**DATA FOR REVIEW:**
┄┄┄┄┄┄┄┄┄┄┄┄┄┄┄┄┄┄┄┄

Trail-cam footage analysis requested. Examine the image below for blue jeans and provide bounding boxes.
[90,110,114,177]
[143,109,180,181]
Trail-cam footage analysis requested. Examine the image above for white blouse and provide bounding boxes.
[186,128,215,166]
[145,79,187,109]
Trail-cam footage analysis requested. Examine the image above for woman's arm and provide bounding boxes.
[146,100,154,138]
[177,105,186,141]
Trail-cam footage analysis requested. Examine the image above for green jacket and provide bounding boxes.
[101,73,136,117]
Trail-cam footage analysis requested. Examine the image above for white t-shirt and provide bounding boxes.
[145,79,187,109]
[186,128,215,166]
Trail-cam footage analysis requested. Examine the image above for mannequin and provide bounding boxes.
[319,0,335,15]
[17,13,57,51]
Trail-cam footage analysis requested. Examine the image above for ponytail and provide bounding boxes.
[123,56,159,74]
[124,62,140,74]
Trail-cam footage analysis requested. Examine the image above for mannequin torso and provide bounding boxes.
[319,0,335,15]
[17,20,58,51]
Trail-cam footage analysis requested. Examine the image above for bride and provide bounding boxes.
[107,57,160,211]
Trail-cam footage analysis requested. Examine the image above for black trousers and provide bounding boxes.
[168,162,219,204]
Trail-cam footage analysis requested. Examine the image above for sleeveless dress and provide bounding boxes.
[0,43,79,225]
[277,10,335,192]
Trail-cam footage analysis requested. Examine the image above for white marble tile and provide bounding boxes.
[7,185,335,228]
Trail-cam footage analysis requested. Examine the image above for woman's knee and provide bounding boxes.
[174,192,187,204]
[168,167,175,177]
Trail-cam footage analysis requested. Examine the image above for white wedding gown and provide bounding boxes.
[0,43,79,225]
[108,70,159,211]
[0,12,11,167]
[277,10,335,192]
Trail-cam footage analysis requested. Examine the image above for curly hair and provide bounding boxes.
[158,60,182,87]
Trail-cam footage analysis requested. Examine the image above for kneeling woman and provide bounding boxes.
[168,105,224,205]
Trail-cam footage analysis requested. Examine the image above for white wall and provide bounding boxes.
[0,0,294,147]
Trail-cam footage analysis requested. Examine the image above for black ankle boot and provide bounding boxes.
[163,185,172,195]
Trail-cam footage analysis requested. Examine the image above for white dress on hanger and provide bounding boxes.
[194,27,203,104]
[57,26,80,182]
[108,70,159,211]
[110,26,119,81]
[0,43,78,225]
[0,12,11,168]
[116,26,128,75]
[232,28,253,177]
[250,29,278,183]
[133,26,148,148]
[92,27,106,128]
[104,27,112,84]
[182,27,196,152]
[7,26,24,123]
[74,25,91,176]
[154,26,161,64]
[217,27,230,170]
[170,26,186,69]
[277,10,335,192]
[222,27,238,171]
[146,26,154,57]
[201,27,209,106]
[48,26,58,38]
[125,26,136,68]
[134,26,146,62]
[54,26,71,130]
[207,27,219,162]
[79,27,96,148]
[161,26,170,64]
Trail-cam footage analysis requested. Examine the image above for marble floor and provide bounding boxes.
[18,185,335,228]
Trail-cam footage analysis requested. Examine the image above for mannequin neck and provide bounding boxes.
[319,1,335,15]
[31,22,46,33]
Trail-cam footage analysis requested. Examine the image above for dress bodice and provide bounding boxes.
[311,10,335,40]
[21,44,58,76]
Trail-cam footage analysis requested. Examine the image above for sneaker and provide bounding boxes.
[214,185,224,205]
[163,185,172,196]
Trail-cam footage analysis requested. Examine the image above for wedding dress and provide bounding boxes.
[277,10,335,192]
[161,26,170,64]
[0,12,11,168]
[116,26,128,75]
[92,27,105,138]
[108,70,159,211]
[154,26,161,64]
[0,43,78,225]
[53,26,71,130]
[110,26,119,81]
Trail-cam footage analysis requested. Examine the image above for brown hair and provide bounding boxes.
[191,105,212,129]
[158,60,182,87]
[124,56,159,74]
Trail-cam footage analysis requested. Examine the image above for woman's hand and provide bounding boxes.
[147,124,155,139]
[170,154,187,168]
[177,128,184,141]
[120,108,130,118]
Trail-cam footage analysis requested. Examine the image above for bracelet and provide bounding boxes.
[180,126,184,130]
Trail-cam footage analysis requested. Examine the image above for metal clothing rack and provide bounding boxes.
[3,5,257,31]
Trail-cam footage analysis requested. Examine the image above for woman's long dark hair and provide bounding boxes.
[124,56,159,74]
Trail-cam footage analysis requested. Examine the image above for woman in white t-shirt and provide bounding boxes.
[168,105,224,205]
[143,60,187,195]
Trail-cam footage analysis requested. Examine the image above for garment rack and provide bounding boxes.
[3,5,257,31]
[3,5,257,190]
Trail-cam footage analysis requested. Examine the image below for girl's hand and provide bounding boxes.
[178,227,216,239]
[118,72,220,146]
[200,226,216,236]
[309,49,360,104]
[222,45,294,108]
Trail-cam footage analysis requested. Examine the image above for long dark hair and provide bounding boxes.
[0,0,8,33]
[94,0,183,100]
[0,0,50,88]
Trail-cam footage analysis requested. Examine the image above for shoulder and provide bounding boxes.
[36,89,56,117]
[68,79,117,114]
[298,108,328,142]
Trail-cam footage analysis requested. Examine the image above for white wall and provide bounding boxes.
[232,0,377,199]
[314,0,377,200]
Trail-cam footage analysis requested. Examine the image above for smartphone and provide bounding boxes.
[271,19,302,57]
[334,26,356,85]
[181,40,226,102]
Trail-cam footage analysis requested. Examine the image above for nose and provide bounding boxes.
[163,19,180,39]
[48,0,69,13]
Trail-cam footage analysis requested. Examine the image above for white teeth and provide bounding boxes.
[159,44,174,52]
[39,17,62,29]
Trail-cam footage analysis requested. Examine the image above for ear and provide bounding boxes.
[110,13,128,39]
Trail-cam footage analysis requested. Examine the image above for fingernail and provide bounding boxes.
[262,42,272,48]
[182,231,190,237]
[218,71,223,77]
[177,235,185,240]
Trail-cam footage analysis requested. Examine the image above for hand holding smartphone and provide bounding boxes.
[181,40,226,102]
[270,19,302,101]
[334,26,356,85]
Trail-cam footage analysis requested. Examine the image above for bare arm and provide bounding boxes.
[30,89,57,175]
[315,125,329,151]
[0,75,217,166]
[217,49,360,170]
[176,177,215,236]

┄┄┄┄┄┄┄┄┄┄┄┄┄┄┄┄┄┄┄┄

**WORK REQUIRED:** Repeat the material above precisely.

**RESPONSE TO THIS TASK:**
Trail-cam footage analysis requested. Examine the image below for blue jeans and provide bounding boxes.
[90,110,114,177]
[143,109,180,181]
Trail-cam footage analysis requested. Examine the image above for white blouse and provide bounding boxes.
[186,128,215,166]
[145,79,187,109]
Trail-cam footage analysis requested. Examine the image above for woman's arm and provide bounding boxes.
[146,100,154,138]
[177,105,186,141]
Trail-cam footage analysis requested. Examine the image above for green jacket and provide bounding boxes.
[101,73,136,117]
Trail-cam footage analysis requested. Examine the image above for white t-shirt and provide bounding boxes.
[145,79,187,109]
[186,128,215,166]
Trail-cam footage analysis requested. Examine the image above for mannequin and provide bounding boxes.
[319,0,335,15]
[17,13,57,51]
Trail-cam footage analysis requested. Examine the image above for ponytail and provide bounding boxes.
[123,56,159,74]
[124,62,140,74]
Trail-cam footage analysis requested. Examine the image above for mannequin torso and provide bounding boxes.
[319,0,335,15]
[17,20,58,51]
Trail-cam footage analysis requested. Examine the image above for bride and provide bounding boxes.
[107,57,160,211]
Trail-cam footage analysis requested. Examine the image above for black trousers and provide bounding boxes.
[168,162,219,204]
Trail-cam footage analysis requested. Examine the image above for sleeveless dress and provide bounding boxes.
[0,43,79,225]
[277,10,335,192]
Trail-cam footage analysis requested. Examine the image above for white marble tile and provide bounding boxes.
[7,185,335,228]
Trail-cam footage analysis requested. Examine the image above for woman's knee and provide bounding boxes.
[174,192,187,204]
[168,167,175,177]
Trail-cam footage analysis requested. Examine the image above for white wedding gown and provide bounding boxes.
[0,43,79,225]
[108,70,159,211]
[0,12,11,167]
[277,10,335,192]
Trail-cam footage analysis requested. Examine the image above for curly hair and provide bounding boxes.
[158,60,182,87]
Trail-cam footage analysis requested. Examine the image above for kneeling woman and provide bounding boxes.
[168,105,224,205]
Trail-cam footage analysis requested. Examine the image above for white wall and provide bounding boxes.
[0,0,294,147]
Trail-cam footage analysis requested. Examine the image above for black ankle boot and provide bounding boxes.
[163,185,172,195]
Trail-cam footage analysis requested. Examine the image above for white dress on hanger and provide bounding boxes.
[194,27,203,104]
[57,26,80,182]
[108,70,159,211]
[110,26,119,81]
[0,43,78,225]
[0,12,11,168]
[116,26,128,75]
[232,28,253,177]
[250,29,278,183]
[133,26,148,148]
[92,27,106,128]
[104,27,112,84]
[182,27,196,152]
[7,26,24,123]
[74,25,91,176]
[154,26,161,64]
[217,27,230,170]
[170,26,186,69]
[277,10,335,192]
[222,27,238,171]
[146,26,154,57]
[201,27,209,106]
[48,26,58,38]
[125,26,136,68]
[134,26,146,62]
[54,26,71,130]
[207,27,219,162]
[79,27,96,148]
[161,26,170,64]
Trail-cam footage analysis requested. Examine the image above for marble floor and provide bounding boxes.
[18,185,335,228]
Trail-cam footage analysis requested. Examine the image above for mannequin neck and provide bounding boxes.
[319,1,335,15]
[31,22,46,33]
Trail-cam footage analysis requested. Examine the image above for dress bodice and provide bounding boxes.
[311,10,335,40]
[21,44,58,76]
Trail-cam footage analysis requested. Examine the image above for sneaker and provide bounding boxes.
[214,185,224,205]
[163,185,172,196]
Trail-cam footage analysis requested. Examine the image above for wedding dress and provide bounding boxes.
[277,10,335,192]
[161,26,170,64]
[0,12,11,168]
[116,26,128,75]
[92,27,105,138]
[108,70,159,211]
[154,26,161,64]
[0,43,78,225]
[53,26,71,130]
[110,26,119,81]
Trail-cam footage analysis requested. Examine the image above for brown hair and provide bounding boxes.
[191,105,212,129]
[158,60,182,87]
[124,56,159,74]
Trail-cam footage analysis requested. Examine the image above for woman's hand and provide bounding boxes.
[147,124,155,139]
[170,154,187,168]
[177,128,184,141]
[120,108,130,118]
Trail-cam footage analysis requested. Examine the image above for bracelet and provide bounding boxes.
[180,126,184,130]
Trail-cam footage analysis requested. Examine the image above for metal clothing rack and provide bounding boxes.
[3,5,257,31]
Trail-cam footage analysis requested. Examine the image above for woman's long dark hair and provide bounding boxes.
[124,56,159,74]
Trail-cam footage analysis requested. Examine the image above for woman in white t-shirt and provide bounding boxes.
[168,105,224,205]
[143,60,187,195]
Trail-cam footage analysis requested. Examine the image above for garment rack and provide bounding boxes.
[3,5,257,31]
[3,5,257,190]
Trail-cam footage analysis requested. Examine the image below for girl's hand and provide bounding boxes.
[178,227,216,239]
[118,72,220,146]
[200,226,216,236]
[309,49,360,104]
[222,45,294,108]
Trail-cam footage analysis requested. Examine the image above for long dark hair and provide bounding boxes.
[0,0,8,33]
[94,0,183,100]
[0,0,50,88]
Trail-cam footage analysis requested. Examine the image above for shoulder and provide bounding boxes.
[36,89,56,117]
[68,79,117,114]
[298,108,328,142]
Trail-cam footage analysis requested. Examine the image above for white wall and provide bounding boxes.
[232,0,377,199]
[314,0,377,200]
Trail-cam footage analysis requested. Examine the image above for smartphone and provide bounding boxes.
[271,19,302,57]
[334,26,356,85]
[181,40,226,102]
Trail-cam footage analysis requested. Examine the image above for nose and provide bounding boxes.
[163,19,180,39]
[48,0,69,13]
Trail-cam footage analysis requested. Examine the image above for white teeth and provide bounding boxes.
[159,44,174,52]
[39,17,62,29]
Trail-cam footage analysis requested. Examine the image above for ear and provide bounding boxes.
[110,13,128,39]
Trail-cam footage analysis requested. Examine the image above for fingernail and provide bounding boxes.
[262,42,272,48]
[182,231,190,237]
[218,71,223,77]
[177,235,185,240]
Trail-cam footage analysis requested. Examine the image above for hand holding smartphone and provide bounding boxes.
[181,40,226,102]
[270,19,302,101]
[334,26,356,85]
Trail-cam footage analysis requested. Examine the image above for bare arm and provide bounding boxes.
[30,89,57,175]
[315,125,329,151]
[0,75,217,166]
[217,49,360,170]
[176,177,215,236]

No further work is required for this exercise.